:: EXTRACT ::
On International Nurses Day 2020 (May 12), the University of Bradford celebrates the role of nurses and its ongoing contribution to providing high quality teaching for healthcare professionals.
At a time when the spotlight seems ever on healthcare, it is a measure of the quality of teaching at the University of Bradford’s Faculty of Health Studies that 98 per cent of those who graduate go on to find paid employment within six months.
Ruth Girdham, Head of School of Nursing & Healthcare, says the university has a reputation ‘second to none’ in the local area, with strong links to Bradford Teaching Hospital Foundation Trust, Bradford District Care Trust, Airedale NHS Foundation Trust and Harrogate and District NHS Foundation Trust.
“We take around 250 students a year, plus another 30 at a teaching site at Dewsbury District Hospital (part of the Mid-Yorkshire NHS Trust) and 98 per cent of our students end up working within six months of qualifying, the majority in local practice. These include adult nurses, mental health nurses and childrens’ nurses.
“We cater for a massive geographical area. We have a lot of feedback from partner trusts to say our graduates are well prepared and very much wanted in the clinical areas where they work.”
In the last few weeks, more than 400 2nd and 3rd year students have taken up roles in frontline care as part of the university’s response to the Covid-19 pandemic.
Hannah Midgley, in the second year of a Child Nursing degree, is one of them, having begun work at the neonatal unit at Bradford Royal Infirmary at the end of April.
She said: “I chose to study at Bradford because it had a good reputation for its nursing degree and for the learning opportunities it offers. It has such a good reputation and the learning opportunities you can get are significant compared to other areas.
“I am now working two to three days a week. The support from lecturers has been brilliant. They are holding forums twice a week, so to know they are contactable even though we are not at university is very comforting.”
Underpinning the professionalism they bring to the NHS are a dedicated team of highly qualified teaching staff, many of whom have gone back into the NHS to train other healthcare professionals.

:: MATERIAL SHOWN ::
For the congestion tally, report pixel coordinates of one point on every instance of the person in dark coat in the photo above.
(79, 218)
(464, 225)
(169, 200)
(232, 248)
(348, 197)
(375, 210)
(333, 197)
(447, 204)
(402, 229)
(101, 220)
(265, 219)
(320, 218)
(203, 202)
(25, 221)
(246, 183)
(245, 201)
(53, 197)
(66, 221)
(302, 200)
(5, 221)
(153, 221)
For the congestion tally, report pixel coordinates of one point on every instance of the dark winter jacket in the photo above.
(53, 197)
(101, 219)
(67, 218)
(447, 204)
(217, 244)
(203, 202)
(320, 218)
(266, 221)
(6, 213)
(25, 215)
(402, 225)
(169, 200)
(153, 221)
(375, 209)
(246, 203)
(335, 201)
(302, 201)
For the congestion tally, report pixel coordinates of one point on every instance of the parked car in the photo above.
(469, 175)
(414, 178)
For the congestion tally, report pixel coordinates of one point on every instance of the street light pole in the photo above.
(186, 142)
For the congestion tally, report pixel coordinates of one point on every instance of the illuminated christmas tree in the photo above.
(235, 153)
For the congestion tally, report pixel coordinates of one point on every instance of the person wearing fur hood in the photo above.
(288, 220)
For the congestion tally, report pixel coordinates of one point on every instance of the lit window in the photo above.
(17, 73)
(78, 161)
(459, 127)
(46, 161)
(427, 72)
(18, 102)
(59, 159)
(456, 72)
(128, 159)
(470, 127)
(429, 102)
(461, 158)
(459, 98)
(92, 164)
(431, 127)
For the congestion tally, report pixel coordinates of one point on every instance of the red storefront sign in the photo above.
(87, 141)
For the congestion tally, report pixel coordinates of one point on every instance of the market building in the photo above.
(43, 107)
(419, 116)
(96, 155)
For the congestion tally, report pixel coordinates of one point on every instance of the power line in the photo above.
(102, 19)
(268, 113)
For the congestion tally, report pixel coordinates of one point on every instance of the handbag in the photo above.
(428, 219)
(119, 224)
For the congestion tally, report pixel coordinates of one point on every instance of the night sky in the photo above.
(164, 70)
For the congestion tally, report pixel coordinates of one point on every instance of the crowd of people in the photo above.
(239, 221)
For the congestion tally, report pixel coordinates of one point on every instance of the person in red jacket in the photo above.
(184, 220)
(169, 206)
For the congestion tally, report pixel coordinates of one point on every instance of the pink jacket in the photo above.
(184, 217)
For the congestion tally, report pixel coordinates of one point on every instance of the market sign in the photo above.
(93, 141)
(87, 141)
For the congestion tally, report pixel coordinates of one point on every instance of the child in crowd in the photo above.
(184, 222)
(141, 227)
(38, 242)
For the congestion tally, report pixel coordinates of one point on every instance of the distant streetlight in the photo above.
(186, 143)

:: EXPLORE THE MATERIAL ::
1. Write out the passage of the Bradford nursing article that begins with the words containing "On International Nurses" and ends with "for healthcare professionals.".
2. According to the Bradford nursing article, why did Hannah Midgley choose to study at Bradford? Answer in one to three sentences.
3. Carry on the Bradford nursing article from the point where it stops.
The listing comes from a separate source, unrelated to the text.

:: EXERCISE RESULTS ::
1.
On International Nurses Day 2020 (May 12), the University of Bradford celebrates the role of nurses and its ongoing contribution to providing high quality teaching for healthcare professionals.

2. She chose Bradford because it had a good reputation for its nursing degree and for the learning opportunities it offers. In her view, those opportunities are significant compared to other areas.

3.
Dominic Egan works in the Faculty of Health Studies and is one of those given permission by the university to offer crucial training to NHS staff at the Nightingale Hospital Yorkshire and the Humber in Harrogate. Together with colleagues , Alexandra Roberts and Claire Sutton, he has helped train over 400 staff in the last three weeks, including senior doctors and nurses.
“Our involvement, alongside other regional and national senior academics and clinicians, shows the credibility the University of Bradford has. Students coming here gain a range of experiences, from working in the inner city to small towns and communities and the rural landscape, extending from the city centre to the Yorkshire Dales and everything else that lies between. The breath of clinical experience is possibly second to none.”
Vice Chancellor Shirley Congdon said: “The University of Bradford plays a significant role in educating the nursing and health care workforce to deliver high quality compassionate care and deliver applied health care research that improves the health outcomes for our region driving economic and social growth.”
The University of Bradford has already deployed more than 400 2nd and 3rd year nursing, paramedic and midwifery students into frontline care as part of it’s Covid-19 response, redesigned NHS IT services and donated thousands of pieces of PPE to hospitals and care homes.